# Records for processing

******************************

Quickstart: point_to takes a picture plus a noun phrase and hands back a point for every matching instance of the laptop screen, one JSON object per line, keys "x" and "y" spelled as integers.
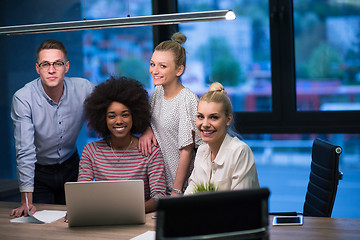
{"x": 105, "y": 202}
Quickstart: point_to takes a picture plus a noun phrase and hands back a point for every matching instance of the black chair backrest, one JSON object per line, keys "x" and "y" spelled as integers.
{"x": 239, "y": 214}
{"x": 324, "y": 179}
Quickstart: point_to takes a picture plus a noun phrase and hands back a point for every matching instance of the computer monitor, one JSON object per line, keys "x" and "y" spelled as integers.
{"x": 239, "y": 214}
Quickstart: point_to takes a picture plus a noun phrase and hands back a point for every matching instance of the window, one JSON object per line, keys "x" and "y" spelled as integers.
{"x": 235, "y": 53}
{"x": 327, "y": 50}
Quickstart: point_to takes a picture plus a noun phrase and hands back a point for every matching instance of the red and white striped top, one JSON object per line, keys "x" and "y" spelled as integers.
{"x": 98, "y": 162}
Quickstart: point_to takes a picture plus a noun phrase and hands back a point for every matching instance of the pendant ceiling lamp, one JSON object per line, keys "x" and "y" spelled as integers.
{"x": 160, "y": 19}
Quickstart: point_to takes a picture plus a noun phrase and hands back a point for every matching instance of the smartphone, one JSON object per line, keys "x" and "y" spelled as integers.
{"x": 288, "y": 220}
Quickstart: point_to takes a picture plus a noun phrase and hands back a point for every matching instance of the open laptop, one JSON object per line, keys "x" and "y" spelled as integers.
{"x": 105, "y": 202}
{"x": 238, "y": 214}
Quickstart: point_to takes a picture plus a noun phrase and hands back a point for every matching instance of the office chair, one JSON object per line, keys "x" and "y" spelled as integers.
{"x": 324, "y": 179}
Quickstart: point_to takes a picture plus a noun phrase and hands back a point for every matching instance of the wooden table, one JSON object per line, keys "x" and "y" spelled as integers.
{"x": 313, "y": 228}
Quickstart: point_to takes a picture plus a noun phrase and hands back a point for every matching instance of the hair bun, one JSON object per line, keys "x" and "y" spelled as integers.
{"x": 217, "y": 87}
{"x": 179, "y": 38}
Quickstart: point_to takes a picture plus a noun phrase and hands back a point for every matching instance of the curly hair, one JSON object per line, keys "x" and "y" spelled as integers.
{"x": 127, "y": 91}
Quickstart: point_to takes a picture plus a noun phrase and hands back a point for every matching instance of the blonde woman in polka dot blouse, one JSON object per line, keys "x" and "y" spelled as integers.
{"x": 173, "y": 114}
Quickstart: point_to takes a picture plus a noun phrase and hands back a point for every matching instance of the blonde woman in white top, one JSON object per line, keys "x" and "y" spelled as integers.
{"x": 173, "y": 111}
{"x": 223, "y": 161}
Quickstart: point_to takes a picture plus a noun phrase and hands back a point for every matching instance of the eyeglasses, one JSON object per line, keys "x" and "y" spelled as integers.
{"x": 46, "y": 65}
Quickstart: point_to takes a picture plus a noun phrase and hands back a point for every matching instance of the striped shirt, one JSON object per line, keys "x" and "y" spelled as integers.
{"x": 100, "y": 163}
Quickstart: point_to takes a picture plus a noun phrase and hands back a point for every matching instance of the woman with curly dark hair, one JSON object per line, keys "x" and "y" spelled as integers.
{"x": 117, "y": 109}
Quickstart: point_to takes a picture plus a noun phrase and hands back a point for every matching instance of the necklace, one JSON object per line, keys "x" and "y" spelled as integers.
{"x": 123, "y": 150}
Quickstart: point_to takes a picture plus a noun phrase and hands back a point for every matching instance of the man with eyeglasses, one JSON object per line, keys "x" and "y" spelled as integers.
{"x": 48, "y": 116}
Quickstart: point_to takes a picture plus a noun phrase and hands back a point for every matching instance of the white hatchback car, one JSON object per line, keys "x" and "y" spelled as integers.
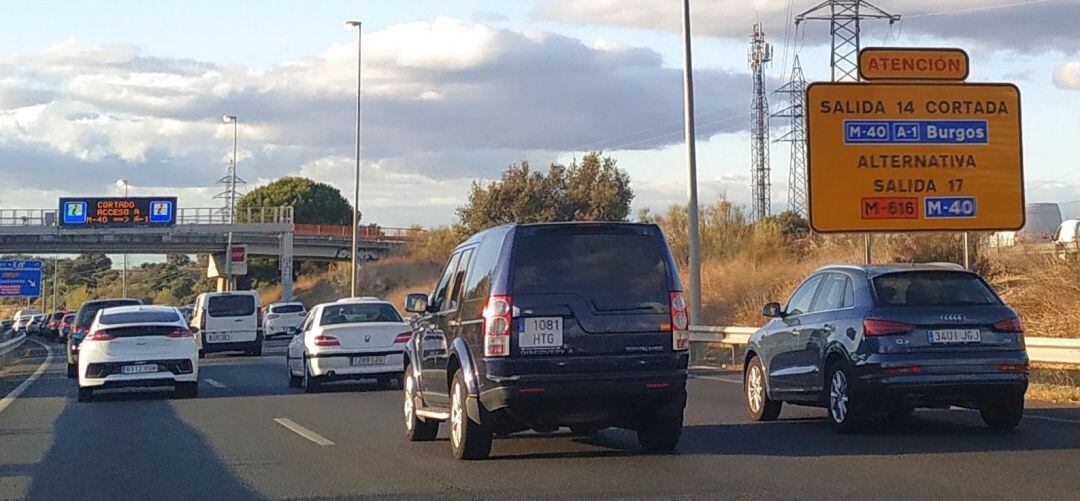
{"x": 142, "y": 347}
{"x": 362, "y": 338}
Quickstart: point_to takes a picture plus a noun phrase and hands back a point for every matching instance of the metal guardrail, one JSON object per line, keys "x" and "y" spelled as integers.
{"x": 1040, "y": 350}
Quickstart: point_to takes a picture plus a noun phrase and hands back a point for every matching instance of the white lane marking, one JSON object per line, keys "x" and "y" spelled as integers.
{"x": 34, "y": 377}
{"x": 293, "y": 427}
{"x": 714, "y": 378}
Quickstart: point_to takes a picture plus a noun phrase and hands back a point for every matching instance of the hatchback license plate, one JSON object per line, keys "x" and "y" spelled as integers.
{"x": 142, "y": 368}
{"x": 955, "y": 336}
{"x": 540, "y": 333}
{"x": 367, "y": 361}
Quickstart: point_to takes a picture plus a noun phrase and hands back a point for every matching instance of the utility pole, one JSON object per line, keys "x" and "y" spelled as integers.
{"x": 693, "y": 237}
{"x": 760, "y": 54}
{"x": 796, "y": 92}
{"x": 845, "y": 17}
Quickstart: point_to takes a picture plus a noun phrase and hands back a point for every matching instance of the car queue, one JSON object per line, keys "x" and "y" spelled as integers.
{"x": 584, "y": 326}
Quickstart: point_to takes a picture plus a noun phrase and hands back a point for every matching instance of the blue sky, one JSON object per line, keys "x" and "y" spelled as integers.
{"x": 455, "y": 91}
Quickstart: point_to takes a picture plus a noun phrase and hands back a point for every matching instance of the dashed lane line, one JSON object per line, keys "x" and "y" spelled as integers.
{"x": 7, "y": 401}
{"x": 310, "y": 435}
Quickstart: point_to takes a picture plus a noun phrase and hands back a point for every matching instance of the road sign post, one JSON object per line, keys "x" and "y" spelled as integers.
{"x": 898, "y": 157}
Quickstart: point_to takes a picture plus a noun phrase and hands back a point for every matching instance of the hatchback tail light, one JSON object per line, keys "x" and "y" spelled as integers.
{"x": 886, "y": 327}
{"x": 680, "y": 322}
{"x": 100, "y": 336}
{"x": 498, "y": 314}
{"x": 1009, "y": 325}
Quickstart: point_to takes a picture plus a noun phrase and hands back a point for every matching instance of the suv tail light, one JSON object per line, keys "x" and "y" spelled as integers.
{"x": 1009, "y": 325}
{"x": 680, "y": 322}
{"x": 885, "y": 327}
{"x": 179, "y": 334}
{"x": 100, "y": 336}
{"x": 498, "y": 314}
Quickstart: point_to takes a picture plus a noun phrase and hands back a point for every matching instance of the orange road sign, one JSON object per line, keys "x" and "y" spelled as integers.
{"x": 914, "y": 157}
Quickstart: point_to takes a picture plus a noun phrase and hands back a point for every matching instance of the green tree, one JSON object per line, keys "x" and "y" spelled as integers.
{"x": 313, "y": 203}
{"x": 594, "y": 189}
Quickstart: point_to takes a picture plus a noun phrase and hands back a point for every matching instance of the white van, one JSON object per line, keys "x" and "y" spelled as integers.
{"x": 228, "y": 322}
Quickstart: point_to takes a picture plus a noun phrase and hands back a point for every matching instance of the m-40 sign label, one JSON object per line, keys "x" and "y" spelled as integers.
{"x": 914, "y": 157}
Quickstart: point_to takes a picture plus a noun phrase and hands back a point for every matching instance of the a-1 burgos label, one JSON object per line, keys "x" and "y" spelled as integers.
{"x": 914, "y": 157}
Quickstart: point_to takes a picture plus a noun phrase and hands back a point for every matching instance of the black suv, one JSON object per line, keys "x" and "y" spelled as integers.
{"x": 82, "y": 322}
{"x": 865, "y": 340}
{"x": 542, "y": 326}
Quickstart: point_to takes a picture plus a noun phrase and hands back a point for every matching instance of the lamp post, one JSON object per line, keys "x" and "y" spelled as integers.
{"x": 123, "y": 275}
{"x": 355, "y": 192}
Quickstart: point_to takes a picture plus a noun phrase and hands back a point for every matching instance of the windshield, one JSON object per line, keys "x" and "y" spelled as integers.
{"x": 231, "y": 306}
{"x": 932, "y": 288}
{"x": 615, "y": 271}
{"x": 359, "y": 313}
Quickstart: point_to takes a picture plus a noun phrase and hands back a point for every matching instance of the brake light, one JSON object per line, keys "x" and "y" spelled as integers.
{"x": 179, "y": 334}
{"x": 498, "y": 314}
{"x": 100, "y": 336}
{"x": 1009, "y": 325}
{"x": 885, "y": 327}
{"x": 680, "y": 322}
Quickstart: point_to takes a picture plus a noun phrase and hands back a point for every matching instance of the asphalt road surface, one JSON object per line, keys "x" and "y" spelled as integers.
{"x": 248, "y": 435}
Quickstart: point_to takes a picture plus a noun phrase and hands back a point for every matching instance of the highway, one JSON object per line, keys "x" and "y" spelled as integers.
{"x": 250, "y": 436}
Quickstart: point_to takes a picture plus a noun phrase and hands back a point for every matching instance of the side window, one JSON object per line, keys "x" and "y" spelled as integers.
{"x": 804, "y": 296}
{"x": 458, "y": 282}
{"x": 440, "y": 294}
{"x": 831, "y": 294}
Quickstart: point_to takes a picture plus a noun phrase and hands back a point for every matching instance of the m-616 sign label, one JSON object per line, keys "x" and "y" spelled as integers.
{"x": 914, "y": 157}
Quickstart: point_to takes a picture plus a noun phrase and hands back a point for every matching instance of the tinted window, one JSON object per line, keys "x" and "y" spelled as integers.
{"x": 616, "y": 269}
{"x": 89, "y": 310}
{"x": 929, "y": 288}
{"x": 230, "y": 306}
{"x": 359, "y": 313}
{"x": 139, "y": 317}
{"x": 287, "y": 309}
{"x": 802, "y": 297}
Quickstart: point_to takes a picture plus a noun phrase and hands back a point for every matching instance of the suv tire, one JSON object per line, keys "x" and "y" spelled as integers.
{"x": 416, "y": 429}
{"x": 469, "y": 439}
{"x": 844, "y": 411}
{"x": 758, "y": 404}
{"x": 1004, "y": 414}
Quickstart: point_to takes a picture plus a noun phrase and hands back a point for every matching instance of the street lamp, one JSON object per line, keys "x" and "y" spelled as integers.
{"x": 355, "y": 193}
{"x": 121, "y": 183}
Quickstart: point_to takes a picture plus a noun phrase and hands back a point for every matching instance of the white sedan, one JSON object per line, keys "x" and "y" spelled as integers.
{"x": 362, "y": 338}
{"x": 140, "y": 347}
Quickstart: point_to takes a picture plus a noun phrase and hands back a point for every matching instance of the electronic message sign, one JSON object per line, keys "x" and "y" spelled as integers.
{"x": 126, "y": 212}
{"x": 914, "y": 157}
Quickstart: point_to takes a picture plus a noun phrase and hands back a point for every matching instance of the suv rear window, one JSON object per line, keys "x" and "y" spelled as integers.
{"x": 287, "y": 309}
{"x": 932, "y": 288}
{"x": 89, "y": 310}
{"x": 615, "y": 269}
{"x": 231, "y": 306}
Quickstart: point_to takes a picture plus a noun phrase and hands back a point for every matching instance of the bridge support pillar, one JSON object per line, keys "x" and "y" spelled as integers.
{"x": 286, "y": 266}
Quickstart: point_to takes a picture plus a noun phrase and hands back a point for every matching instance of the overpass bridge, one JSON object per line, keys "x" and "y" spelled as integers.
{"x": 266, "y": 231}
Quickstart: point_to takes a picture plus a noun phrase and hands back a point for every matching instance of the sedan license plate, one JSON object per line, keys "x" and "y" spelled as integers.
{"x": 142, "y": 368}
{"x": 358, "y": 361}
{"x": 955, "y": 336}
{"x": 541, "y": 333}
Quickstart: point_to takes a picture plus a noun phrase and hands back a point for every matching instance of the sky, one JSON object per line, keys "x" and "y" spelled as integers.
{"x": 455, "y": 92}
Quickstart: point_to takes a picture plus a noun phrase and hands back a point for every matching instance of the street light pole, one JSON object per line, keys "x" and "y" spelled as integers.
{"x": 693, "y": 238}
{"x": 355, "y": 193}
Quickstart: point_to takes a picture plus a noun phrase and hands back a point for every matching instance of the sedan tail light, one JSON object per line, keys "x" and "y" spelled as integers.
{"x": 886, "y": 327}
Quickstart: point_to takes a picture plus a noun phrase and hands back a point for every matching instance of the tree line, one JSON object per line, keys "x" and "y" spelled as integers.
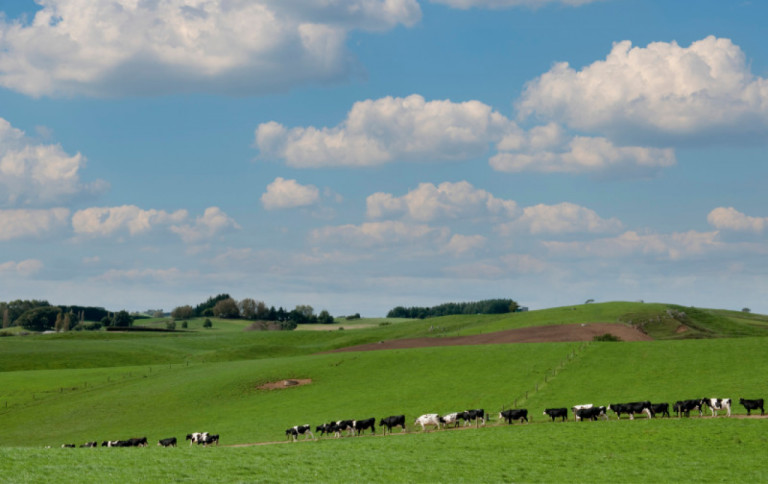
{"x": 487, "y": 306}
{"x": 225, "y": 307}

******************************

# What to work on
Locate the line containing "the street light" in the material above, then repeat it and every later line exactly, with no pictures.

# Completed exercise
Quickstart: point_to takes a picture plus a noun phrase and hands back a point for every matching instance of the street light pole, one JSON object per line, keys "x" and "y" spelled as integers.
{"x": 693, "y": 238}
{"x": 355, "y": 193}
Quickstart: point_to takes a picture plus a noun phrase and hands back a point for every matching instance of the sedan tail light, one JSON object per line, keys "x" and "y" spelled as integers.
{"x": 886, "y": 327}
Quickstart: point_to takes a picture plus a noun phrase and hands back a point for every matching instance of the tree line, one JSON object per line, keys "x" and "y" spelled as integers.
{"x": 487, "y": 306}
{"x": 225, "y": 307}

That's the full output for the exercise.